▸ TEXT SEGMENT:
Cinema Releases - August 24, 2001

Rated on a 4-star scale. Certificate 12. 98 minutes. Directed by Harry Elfont, Deborah Kaplan. Written by Harry Elfont, Deborah Kaplan; based on characters created by Dan DeCarlo, John L. Goldwater, Richard H. Goldwater. Starring Rachel Leigh Cook, Tara Reid, Rosario Dawson, Alan Cumming, Gabriel Mann.


There is a moment in "Josie and the Pussycats" in which one of the characters is asked "Why are you here?", and her response is "Because I was in the comic book!"

That sums up the style of the movie. The source material is a comic strip from the "Archie" books, and the film features goofy dialogue and delivery, idiosyncratic editing and a strong colour palette. There's even an appearance from them nasty Riverdale kids. Some viewers will be put off by the childishness of this picture. I was attracted to it.

The story involves a small-town rock band played by Rachel Leigh Cook, Rosario Dawson and Tara Reid; they're a trio called The Pussycats whose personalities should be respectively described as dumbish, dumb and Dumbelina. The band members struggle to get gigs anywhere other than bowling allies until one day a record company exec (Alan Cumming) finds them on the street and whisks them off to superstardom.

The Cumming character is an evil chap whose company plants subliminal messages in pop music to turn kids into zombies that lap up corporate junk. He takes unknown bands, gives them record deals, plants the messages in their music, lets them rise to fame, and allows big business to get rich off them. If band members get wise to the scam, they're killed, but until then they enjoy enormous success, while their fans go round screaming "I gotta get the album! Ooh, I need a Pepsi! Hey, lets go to Gap -- purple is the new pink!"

There is plenty such corporate satire in "Josie and the Pussycats", which I thought hit the mark despite being done with the minimum of subtlety. I especially enjoyed seeing the latest addition to hotel bathrooms, the 'McShower'. For teenage viewers who have in real life been brainwashed into slavish adherence to brand names and logos, it will as play as product placement rather than a wake-up call, but hey -- just because this movie isn't going to change the world doesn't mean it isn't amusingly subversive for a studio effort.

Some critics have ripped "Josie and the Pussycats" apart. My most respected colleague, Roger Ebert, gave the film half a star and shook his head at its hyperactive tackiness. I dunno. I think the film is a good fusion of sex appeal, satire, slapstick energy and surprisingly effective punk-pop. Most of those involved have done better, but they've also done a helluva lot worse.

▸ DATA SECTION:
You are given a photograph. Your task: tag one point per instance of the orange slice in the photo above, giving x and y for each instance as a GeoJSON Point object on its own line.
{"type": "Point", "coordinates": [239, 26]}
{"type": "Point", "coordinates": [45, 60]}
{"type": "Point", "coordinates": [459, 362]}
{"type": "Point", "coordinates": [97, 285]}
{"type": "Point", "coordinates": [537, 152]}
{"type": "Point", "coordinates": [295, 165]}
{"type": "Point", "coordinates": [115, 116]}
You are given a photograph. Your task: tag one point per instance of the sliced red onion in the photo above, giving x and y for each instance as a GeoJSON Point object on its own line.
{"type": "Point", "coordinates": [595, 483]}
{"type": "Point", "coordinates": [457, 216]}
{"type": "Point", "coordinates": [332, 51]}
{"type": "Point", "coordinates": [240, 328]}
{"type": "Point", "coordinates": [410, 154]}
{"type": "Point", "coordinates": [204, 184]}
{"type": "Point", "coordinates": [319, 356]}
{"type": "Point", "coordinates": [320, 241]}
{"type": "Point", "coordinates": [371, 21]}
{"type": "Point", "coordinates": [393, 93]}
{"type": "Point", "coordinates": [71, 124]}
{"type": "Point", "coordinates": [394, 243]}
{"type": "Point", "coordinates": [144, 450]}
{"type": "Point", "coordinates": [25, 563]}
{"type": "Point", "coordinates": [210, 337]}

▸ WHAT THIS EXERCISE ASKS:
1) In the review, who plays the record company executive?
2) Summarize the review in two sentences.
These rows have no connection to the review.

▸ SET OF ANSWERS:
1) Alan Cumming plays the record company executive.

2) The review describes "Josie and the Pussycats" as a comic-book-style film about a struggling small-town trio whom a record executive, played by Alan Cumming, turns into stars while his company plants subliminal messages in their music to sell corporate products. The reviewer enjoyed its unsubtle corporate satire and its mix of sex appeal, slapstick energy and punk-pop, even though some critics panned it, including Roger Ebert, who gave it half a star.